- EXERCISE DESCRIPTION
The output has to be the full set of records, reproduced exactly, minus any picture.
*** Begin section ***
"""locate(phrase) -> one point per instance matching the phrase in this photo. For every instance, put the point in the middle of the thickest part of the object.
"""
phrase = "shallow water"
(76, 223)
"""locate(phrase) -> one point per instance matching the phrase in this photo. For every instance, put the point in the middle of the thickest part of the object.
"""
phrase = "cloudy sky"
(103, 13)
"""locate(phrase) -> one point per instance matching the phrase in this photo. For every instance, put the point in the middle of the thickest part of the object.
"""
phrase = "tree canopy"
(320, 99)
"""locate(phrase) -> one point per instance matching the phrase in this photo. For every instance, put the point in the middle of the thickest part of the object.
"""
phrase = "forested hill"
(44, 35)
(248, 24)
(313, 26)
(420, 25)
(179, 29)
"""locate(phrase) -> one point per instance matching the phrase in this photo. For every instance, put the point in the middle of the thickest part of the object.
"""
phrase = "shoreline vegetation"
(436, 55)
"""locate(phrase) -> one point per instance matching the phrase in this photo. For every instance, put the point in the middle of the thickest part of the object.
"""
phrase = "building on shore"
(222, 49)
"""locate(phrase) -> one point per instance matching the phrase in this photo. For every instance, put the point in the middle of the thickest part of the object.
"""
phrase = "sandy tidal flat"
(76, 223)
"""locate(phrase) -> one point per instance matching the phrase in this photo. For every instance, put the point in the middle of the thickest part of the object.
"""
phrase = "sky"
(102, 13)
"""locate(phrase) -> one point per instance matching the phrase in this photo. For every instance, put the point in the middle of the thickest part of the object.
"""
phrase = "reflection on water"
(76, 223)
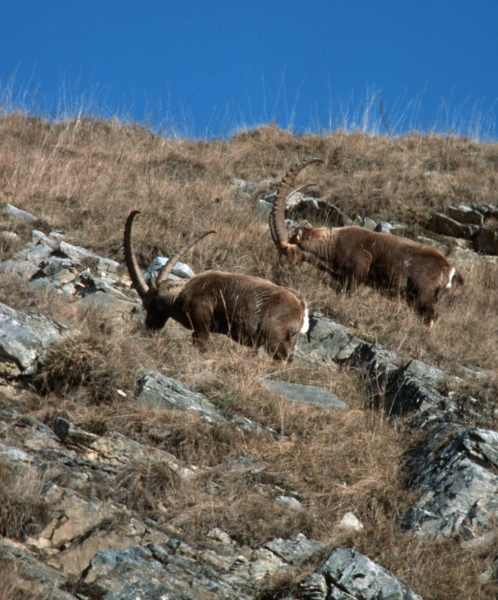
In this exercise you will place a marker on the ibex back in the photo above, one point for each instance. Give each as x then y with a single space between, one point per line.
355 255
250 310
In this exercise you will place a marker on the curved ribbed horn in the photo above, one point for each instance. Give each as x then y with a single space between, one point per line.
131 260
284 191
165 272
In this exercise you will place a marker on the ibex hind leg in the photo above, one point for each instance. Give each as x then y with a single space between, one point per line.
426 306
200 326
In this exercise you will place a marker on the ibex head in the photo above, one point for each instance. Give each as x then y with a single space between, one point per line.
157 296
290 254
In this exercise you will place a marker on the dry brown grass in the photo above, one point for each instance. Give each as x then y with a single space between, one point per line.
23 511
84 176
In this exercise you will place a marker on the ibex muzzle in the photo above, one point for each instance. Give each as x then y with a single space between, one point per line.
354 255
250 310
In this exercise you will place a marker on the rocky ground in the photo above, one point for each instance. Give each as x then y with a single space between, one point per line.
100 548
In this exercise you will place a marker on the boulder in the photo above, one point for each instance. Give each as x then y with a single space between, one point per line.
455 470
25 339
307 394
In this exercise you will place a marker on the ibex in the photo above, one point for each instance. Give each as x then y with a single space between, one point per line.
250 310
354 255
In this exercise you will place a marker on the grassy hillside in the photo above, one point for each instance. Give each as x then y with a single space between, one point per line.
83 177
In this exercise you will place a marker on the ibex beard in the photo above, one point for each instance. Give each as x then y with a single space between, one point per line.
250 310
354 255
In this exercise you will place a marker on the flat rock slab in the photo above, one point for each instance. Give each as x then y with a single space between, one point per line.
307 394
349 575
25 339
217 569
158 391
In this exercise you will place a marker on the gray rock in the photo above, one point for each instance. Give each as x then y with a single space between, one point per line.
465 214
107 305
38 579
369 224
159 391
295 550
307 394
83 256
180 270
326 340
20 215
486 241
215 569
349 575
456 471
25 339
447 226
486 209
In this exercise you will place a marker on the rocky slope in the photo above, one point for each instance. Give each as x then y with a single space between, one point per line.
71 543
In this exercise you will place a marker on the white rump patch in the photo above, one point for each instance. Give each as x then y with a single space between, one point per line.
306 324
452 274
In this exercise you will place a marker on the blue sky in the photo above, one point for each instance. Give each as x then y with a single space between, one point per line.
*** End section ***
- ANSWER FOR THIS EXERCISE
"""locate(phrase) -> one point per instance matching the phrase in this photo. For every instance, put the point in the middle of the thickest part of the object.
"""
phrase = "shallow water"
(76, 223)
"""locate(phrase) -> one point per instance matching the phrase in this photo. For every instance, put the point in the middle of the thickest part of the object.
"""
phrase = "cloudy sky"
(103, 13)
"""locate(phrase) -> one point per instance matching the phrase in this photo. For every instance, put the point in the middle of the thickest part of the object.
"""
phrase = "tree canopy"
(320, 99)
"""locate(phrase) -> one point per instance matching the phrase in this photo. For every instance, put the point in the middle of the thickest part of the object.
"""
phrase = "forested hill"
(44, 35)
(248, 24)
(313, 26)
(420, 25)
(179, 29)
"""locate(phrase) -> one point per instance matching the phrase in this photo. For every instance, put the point in the middle of the thickest part of the object.
"""
phrase = "shoreline vegetation"
(436, 55)
"""locate(phrase) -> one point per instance matching the phrase in this photo. For every instance, put the point in the middle of the thickest part of the object.
"""
phrase = "building on shore"
(222, 49)
"""locate(phrase) -> one point per instance matching the phrase in this photo. For every instance, put the point in the middle of the thickest part of the object.
"""
phrase = "sandy tidal flat"
(76, 223)
"""locate(phrase) -> one point per instance matching the phrase in this photo. For every instance, put the point in the middle of the thickest part of the object.
"""
phrase = "sky"
(102, 13)
"""locate(phrase) -> one point per instance matching the phrase in this photo. For every instance, put the point in the middle of the thickest part of the object.
"""
phrase = "reflection on water"
(76, 223)
In this exercise you will place a marker on the ibex back in the photo above, one point for each instance. Give each as x then y with a single space between, one point per line.
355 255
250 310
In this exercise you will place a marker on the curved ribbed horn in the photo above, one point for each instance. Give each as x then y with a single space between, one point per line.
131 260
284 191
165 272
In this exercise you will place a marker on the ibex hind leg in the photo above, one point for each instance. Give each as x then y with a single space between, one point per line.
426 306
200 326
In this exercise you will place a marker on the ibex head in the photo above, one point for each instance. Give each as x then y with a single space between, one point per line.
157 296
290 254
In this exercise you will place a marker on the dry brown grass in the photo above, one point for each instance. Give each as x then y with a single space between, one point per line.
23 511
84 176
In this exercise you will place a marker on the ibex muzzle in the photo above, one point for each instance. Give each as x then y with a single space between, one point per line.
354 255
250 310
In this exercise you will place a marker on the rocky ground in the photo above, one point for each instance. Give each as x then y with a single space between, one point per line.
100 548
In this exercise you will place a marker on the boulder in the photo above, one point for each instance. Give each as x then y with a single space between, one point per line.
455 470
25 339
307 394
In this exercise you will place a marker on the ibex in the photo above, one point for each instance. Give each as x then y with a single space between, one point per line.
250 310
354 255
In this exercise you will place a marker on the grassy hillside in the photo above, one point for each instance. Give each as x then y with a single space between, one point per line.
83 177
In this exercise you will place a marker on the ibex beard in the photo above, one point for each instance. Give each as x then y with a single space between, one point per line.
250 310
354 255
In this exercise you will place a marker on the flat rock slab in the photo above, one point for each instance. Give each as x then y with a single space between, one point per line.
307 394
349 575
25 339
217 569
158 391
In this exercise you will place a marker on the gray rock in the photo above, one point for each instance. Give each as x then y with a single space between, one point per line.
465 214
107 305
38 579
369 224
159 391
295 550
307 394
83 256
180 270
326 340
20 215
486 241
215 569
349 575
456 471
25 339
447 226
486 209
In this exercise you will place a marker on the rocky slope in the photo above, one point for each instance. Give each as x then y with a single space between, one point per line.
71 543
In this exercise you will place a marker on the white rump patch in the photo above, one point for each instance. Give each as x then y with a single space between, one point per line.
306 324
452 274
In this exercise you will place a marker on the blue sky in the photo above, one point for each instance. Give each as x then y with a single space between, one point per line.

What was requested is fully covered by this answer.